Given instruction:
Which lines of the listing below contain the word "mountain"? Copy each of them.

Excerpted data:
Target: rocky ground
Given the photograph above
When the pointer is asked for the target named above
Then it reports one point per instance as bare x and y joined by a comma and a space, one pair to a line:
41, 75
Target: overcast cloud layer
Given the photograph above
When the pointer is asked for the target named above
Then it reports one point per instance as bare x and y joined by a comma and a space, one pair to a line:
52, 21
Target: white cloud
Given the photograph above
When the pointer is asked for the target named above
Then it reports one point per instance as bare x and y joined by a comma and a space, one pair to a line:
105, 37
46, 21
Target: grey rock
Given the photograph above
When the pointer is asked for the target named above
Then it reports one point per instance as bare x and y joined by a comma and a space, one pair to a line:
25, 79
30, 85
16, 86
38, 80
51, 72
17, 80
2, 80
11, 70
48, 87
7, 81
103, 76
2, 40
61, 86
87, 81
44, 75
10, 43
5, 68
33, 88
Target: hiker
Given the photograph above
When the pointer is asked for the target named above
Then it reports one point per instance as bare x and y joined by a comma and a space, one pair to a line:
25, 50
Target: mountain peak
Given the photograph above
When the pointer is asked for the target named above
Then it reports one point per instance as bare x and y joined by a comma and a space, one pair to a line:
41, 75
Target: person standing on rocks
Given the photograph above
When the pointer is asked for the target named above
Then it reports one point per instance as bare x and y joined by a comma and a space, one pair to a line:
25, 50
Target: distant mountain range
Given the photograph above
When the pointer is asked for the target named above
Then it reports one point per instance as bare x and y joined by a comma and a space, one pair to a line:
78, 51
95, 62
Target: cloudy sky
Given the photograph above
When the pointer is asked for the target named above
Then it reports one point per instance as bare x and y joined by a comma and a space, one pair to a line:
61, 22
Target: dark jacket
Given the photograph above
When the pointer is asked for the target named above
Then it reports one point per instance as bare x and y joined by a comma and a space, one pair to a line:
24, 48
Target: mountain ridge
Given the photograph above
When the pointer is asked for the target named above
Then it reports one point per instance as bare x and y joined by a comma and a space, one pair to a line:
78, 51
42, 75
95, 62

==

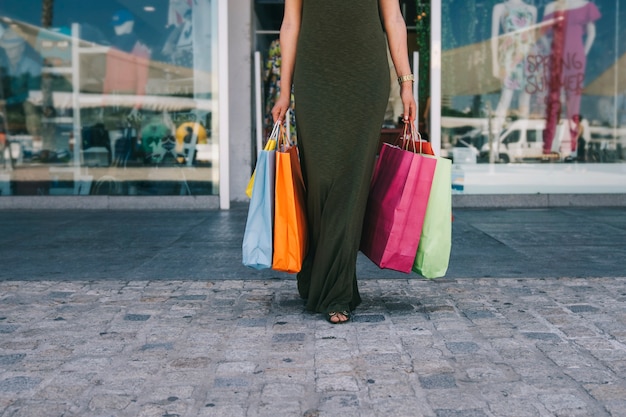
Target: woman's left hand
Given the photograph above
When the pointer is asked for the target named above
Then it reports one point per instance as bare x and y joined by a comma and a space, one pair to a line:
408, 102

...

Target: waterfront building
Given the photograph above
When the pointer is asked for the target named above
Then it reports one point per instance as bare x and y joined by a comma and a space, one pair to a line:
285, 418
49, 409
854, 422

Answer to the exercise:
Target: mountain peak
Target: distant mountain range
Target: mountain ridge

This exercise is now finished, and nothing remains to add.